→ **Supplied material**:
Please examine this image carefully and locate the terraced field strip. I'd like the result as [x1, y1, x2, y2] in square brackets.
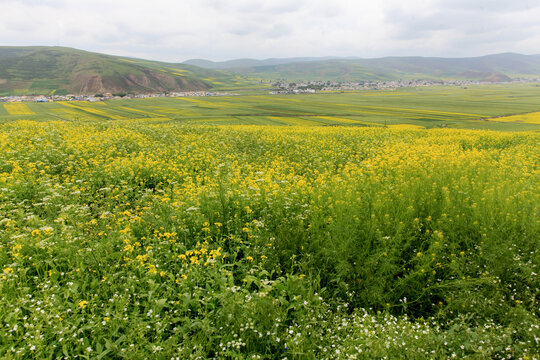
[315, 116, 377, 125]
[486, 112, 540, 125]
[60, 101, 128, 120]
[4, 103, 35, 115]
[114, 105, 164, 117]
[268, 116, 323, 126]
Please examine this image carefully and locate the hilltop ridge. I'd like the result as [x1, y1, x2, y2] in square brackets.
[0, 46, 236, 94]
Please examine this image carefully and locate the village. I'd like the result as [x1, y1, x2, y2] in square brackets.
[270, 77, 540, 95]
[0, 91, 238, 102]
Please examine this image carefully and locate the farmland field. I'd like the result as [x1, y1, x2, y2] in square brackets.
[0, 84, 540, 130]
[0, 86, 540, 360]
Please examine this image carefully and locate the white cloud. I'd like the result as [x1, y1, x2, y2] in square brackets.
[0, 0, 540, 62]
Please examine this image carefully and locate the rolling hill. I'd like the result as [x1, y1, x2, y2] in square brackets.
[186, 53, 540, 82]
[0, 47, 238, 95]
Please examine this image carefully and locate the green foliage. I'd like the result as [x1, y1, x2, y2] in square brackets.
[0, 118, 540, 359]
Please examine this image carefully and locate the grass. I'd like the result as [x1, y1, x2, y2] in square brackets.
[0, 85, 540, 131]
[0, 119, 540, 359]
[0, 86, 540, 359]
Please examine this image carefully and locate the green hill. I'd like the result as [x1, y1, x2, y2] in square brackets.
[0, 47, 240, 95]
[187, 53, 540, 81]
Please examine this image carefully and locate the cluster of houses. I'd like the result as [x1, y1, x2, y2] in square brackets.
[0, 91, 238, 102]
[270, 77, 540, 94]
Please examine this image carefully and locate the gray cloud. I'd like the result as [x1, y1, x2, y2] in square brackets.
[0, 0, 540, 62]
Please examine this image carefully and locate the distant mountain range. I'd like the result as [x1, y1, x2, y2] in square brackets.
[184, 53, 540, 81]
[0, 46, 540, 95]
[0, 47, 230, 95]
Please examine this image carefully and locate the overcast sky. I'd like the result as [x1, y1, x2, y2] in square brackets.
[0, 0, 540, 62]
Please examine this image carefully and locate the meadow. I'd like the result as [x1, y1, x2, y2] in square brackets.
[0, 87, 540, 360]
[0, 84, 540, 131]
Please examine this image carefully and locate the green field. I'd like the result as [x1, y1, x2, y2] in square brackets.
[0, 85, 540, 130]
[0, 85, 540, 360]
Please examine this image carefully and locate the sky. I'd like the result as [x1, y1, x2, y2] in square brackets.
[0, 0, 540, 62]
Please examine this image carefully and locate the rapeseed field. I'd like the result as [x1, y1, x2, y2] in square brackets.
[0, 119, 540, 359]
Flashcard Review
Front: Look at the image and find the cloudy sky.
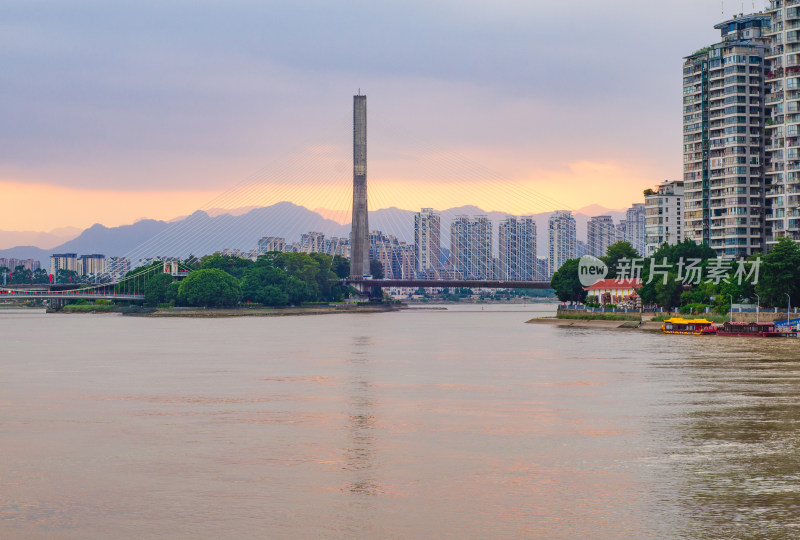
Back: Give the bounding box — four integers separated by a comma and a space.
0, 0, 765, 230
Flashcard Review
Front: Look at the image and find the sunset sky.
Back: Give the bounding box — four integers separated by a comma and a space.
0, 0, 765, 230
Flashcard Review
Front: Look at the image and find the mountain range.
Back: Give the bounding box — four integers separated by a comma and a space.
0, 202, 625, 267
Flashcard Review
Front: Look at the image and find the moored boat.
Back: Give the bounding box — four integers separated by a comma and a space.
717, 322, 788, 337
661, 317, 715, 336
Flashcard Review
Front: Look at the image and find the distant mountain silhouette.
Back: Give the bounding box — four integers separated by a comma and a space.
0, 227, 81, 249
0, 202, 636, 266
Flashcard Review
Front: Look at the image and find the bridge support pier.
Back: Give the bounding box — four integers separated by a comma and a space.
350, 281, 383, 302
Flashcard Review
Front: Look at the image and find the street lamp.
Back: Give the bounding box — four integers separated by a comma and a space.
756, 295, 761, 322
728, 294, 733, 322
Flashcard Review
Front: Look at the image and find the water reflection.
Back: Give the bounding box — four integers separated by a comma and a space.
669, 340, 800, 538
345, 336, 381, 495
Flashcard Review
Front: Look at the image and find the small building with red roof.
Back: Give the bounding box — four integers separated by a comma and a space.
584, 278, 642, 304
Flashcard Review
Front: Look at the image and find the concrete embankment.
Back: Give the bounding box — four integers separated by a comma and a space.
527, 317, 663, 332
125, 304, 407, 319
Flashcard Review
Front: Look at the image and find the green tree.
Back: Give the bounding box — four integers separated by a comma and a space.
11, 265, 33, 283
369, 259, 386, 279
550, 259, 587, 302
242, 265, 289, 306
144, 273, 173, 306
55, 268, 80, 283
653, 272, 683, 308
200, 253, 253, 279
755, 238, 800, 308
33, 268, 50, 283
178, 268, 242, 307
166, 281, 181, 306
601, 242, 641, 279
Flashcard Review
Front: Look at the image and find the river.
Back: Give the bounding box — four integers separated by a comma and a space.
0, 304, 800, 539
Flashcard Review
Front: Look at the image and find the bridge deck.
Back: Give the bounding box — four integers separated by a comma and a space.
346, 279, 551, 289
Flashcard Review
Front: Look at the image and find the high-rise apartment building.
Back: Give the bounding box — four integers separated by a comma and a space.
547, 210, 578, 276
300, 232, 325, 253
325, 236, 350, 259
764, 0, 800, 244
414, 208, 441, 275
450, 216, 494, 279
392, 242, 416, 279
77, 254, 106, 276
105, 257, 131, 279
50, 253, 78, 276
586, 216, 617, 257
680, 13, 768, 256
623, 203, 645, 255
497, 216, 537, 281
258, 236, 286, 255
0, 257, 42, 272
639, 180, 683, 257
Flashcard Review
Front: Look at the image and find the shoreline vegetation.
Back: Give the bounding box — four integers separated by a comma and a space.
43, 303, 410, 319
526, 317, 661, 332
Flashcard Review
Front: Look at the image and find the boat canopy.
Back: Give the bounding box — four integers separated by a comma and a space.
664, 317, 713, 324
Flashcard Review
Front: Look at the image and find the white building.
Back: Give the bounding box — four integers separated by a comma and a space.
258, 236, 286, 255
450, 216, 494, 279
683, 13, 768, 257
764, 0, 800, 248
497, 216, 537, 281
300, 232, 325, 253
77, 254, 106, 276
586, 216, 617, 257
414, 208, 441, 275
641, 180, 683, 257
105, 257, 131, 279
50, 253, 78, 276
547, 210, 578, 276
624, 203, 645, 255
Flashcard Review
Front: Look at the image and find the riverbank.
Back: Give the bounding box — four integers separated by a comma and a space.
527, 317, 663, 332
123, 304, 408, 319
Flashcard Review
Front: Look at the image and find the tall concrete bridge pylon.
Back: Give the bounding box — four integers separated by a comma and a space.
350, 94, 370, 279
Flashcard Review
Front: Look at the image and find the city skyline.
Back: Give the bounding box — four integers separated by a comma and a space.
0, 0, 760, 230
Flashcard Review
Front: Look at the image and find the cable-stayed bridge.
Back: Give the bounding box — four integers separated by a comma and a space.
7, 95, 564, 300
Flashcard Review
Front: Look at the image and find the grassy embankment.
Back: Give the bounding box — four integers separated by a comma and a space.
556, 313, 639, 322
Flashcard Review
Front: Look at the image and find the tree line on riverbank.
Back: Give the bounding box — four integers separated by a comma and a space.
116, 252, 350, 307
551, 238, 800, 313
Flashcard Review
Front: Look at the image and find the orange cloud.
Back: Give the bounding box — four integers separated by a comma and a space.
0, 157, 660, 230
0, 180, 214, 231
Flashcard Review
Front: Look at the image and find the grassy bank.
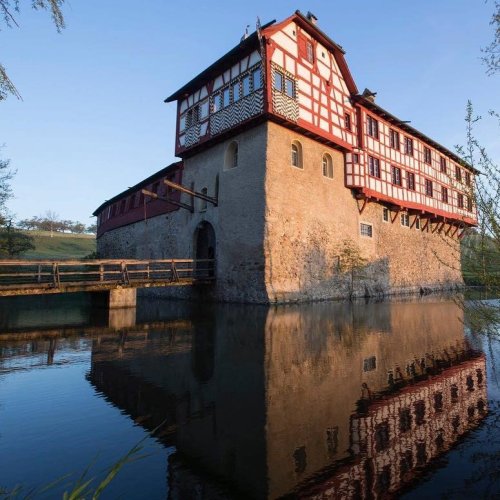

→ **Your goal**: Please return every line of the listing above that contains the word "green".

→ **Correct answer**:
Please examine this image carefully and locate the green foliage. I'd like the result as [x1, y1, x2, y2] in square brackets.
Please examine this image carefully and locate the green hill. I'd like the result as [x1, y1, x2, y2] in square brackets.
Please examine this image carefully and locate the green field. I'd like the result as [x1, y1, x2, y2] in square brackets.
Front: Look at the image and find the green tree.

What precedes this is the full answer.